## Exercise task:
Return the entries from the line containing "Where can the light" up to and including the line containing "Target: light reflection on water", copied without any changes. Leave the pictures out.

## Records provided:
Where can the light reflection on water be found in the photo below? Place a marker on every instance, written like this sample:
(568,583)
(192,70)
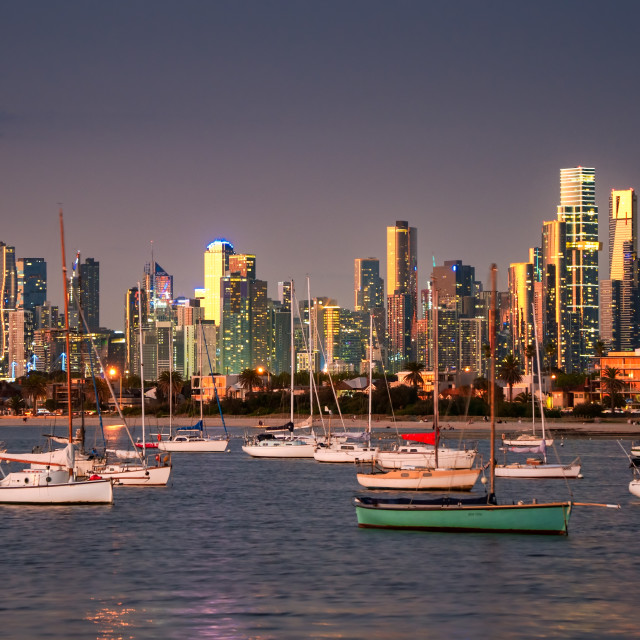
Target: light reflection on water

* * *

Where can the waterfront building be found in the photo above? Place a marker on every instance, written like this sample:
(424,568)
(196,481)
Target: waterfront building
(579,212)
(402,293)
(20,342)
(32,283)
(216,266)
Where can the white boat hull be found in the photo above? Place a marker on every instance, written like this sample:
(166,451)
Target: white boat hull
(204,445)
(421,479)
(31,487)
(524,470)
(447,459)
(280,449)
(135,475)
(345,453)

## Response:
Where can the light reflection on water be found in the photo below? Place a marker on every instance, written like this sample:
(568,583)
(192,70)
Target: light reflection on water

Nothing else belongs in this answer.